===== Data records =====

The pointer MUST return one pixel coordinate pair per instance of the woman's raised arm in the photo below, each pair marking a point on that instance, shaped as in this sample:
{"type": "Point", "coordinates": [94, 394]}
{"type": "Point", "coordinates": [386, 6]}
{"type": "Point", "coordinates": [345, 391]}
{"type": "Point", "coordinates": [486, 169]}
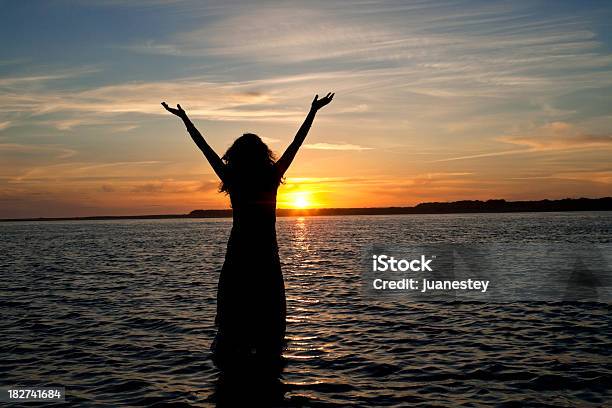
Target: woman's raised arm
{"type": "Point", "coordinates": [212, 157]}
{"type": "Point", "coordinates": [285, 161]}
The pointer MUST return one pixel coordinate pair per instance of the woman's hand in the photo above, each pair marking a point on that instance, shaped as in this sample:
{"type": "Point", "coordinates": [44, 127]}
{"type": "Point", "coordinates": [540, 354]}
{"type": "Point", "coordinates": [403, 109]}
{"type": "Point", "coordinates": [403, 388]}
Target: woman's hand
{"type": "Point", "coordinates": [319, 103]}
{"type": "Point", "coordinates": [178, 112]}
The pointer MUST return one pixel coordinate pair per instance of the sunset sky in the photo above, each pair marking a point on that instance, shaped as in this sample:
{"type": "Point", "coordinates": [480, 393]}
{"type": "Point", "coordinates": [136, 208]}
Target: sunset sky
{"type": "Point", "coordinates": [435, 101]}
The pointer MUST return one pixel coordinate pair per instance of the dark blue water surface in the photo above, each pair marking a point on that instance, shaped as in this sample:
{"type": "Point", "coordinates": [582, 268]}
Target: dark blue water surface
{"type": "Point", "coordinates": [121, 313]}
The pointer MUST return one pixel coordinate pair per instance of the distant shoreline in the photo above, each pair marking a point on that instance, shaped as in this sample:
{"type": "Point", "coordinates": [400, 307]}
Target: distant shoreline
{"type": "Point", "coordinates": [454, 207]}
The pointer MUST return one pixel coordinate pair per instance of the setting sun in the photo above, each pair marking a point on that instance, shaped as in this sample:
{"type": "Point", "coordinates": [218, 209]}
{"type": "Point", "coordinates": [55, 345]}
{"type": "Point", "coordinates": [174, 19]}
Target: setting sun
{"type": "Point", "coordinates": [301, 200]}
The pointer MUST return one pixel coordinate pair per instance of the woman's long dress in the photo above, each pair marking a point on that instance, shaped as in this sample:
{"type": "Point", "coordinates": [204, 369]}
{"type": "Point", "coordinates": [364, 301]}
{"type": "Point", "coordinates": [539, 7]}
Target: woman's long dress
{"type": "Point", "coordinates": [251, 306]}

=====
===== Data records =====

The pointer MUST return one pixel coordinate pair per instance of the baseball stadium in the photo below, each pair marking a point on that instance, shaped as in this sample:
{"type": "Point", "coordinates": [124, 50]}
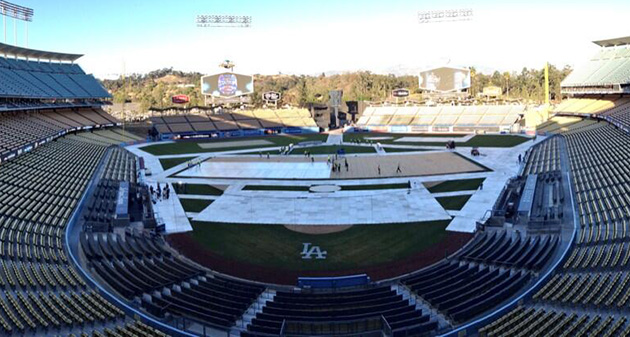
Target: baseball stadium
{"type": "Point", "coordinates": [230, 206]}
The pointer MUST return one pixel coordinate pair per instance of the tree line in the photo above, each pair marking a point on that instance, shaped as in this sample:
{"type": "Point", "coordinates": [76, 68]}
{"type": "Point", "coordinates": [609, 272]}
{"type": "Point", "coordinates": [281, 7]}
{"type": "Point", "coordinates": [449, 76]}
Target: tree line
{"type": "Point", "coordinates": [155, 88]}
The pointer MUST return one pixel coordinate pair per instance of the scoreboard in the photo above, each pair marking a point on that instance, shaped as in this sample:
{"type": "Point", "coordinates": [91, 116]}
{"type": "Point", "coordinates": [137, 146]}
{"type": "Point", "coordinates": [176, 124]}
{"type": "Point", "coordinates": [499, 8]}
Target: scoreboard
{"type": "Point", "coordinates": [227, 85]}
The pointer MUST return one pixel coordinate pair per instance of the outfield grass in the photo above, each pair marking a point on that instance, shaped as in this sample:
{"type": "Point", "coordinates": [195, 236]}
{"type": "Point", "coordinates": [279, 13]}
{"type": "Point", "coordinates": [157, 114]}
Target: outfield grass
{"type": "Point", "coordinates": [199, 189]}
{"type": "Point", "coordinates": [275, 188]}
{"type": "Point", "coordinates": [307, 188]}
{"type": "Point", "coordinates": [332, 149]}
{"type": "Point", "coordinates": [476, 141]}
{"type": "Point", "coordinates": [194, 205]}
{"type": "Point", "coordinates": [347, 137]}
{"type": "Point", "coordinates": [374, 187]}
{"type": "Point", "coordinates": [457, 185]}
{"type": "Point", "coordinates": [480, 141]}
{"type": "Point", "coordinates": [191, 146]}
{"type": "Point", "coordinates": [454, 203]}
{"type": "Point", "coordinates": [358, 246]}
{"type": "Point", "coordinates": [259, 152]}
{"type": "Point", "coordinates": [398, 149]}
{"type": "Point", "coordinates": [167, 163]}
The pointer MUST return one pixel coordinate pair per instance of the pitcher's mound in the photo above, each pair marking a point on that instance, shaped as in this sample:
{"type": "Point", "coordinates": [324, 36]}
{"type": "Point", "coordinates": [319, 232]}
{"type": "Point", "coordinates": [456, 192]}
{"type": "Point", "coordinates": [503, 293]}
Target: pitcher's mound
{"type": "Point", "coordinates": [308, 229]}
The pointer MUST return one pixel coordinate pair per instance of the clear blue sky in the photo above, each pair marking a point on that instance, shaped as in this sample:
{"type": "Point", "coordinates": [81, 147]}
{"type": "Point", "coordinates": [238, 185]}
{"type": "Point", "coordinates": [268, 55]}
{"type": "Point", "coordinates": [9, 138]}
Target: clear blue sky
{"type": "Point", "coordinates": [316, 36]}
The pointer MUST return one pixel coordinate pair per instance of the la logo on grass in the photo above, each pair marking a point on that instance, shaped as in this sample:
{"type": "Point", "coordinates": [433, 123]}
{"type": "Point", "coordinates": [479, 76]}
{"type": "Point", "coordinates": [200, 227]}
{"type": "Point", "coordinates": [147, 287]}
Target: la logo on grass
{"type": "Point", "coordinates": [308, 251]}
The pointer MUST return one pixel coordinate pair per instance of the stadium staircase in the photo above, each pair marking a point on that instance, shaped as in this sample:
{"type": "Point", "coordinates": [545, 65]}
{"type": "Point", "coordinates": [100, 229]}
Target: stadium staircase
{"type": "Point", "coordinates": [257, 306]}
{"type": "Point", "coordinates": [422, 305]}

=====

How many lines of the material above contain the word "below"? Answer with the number only.

2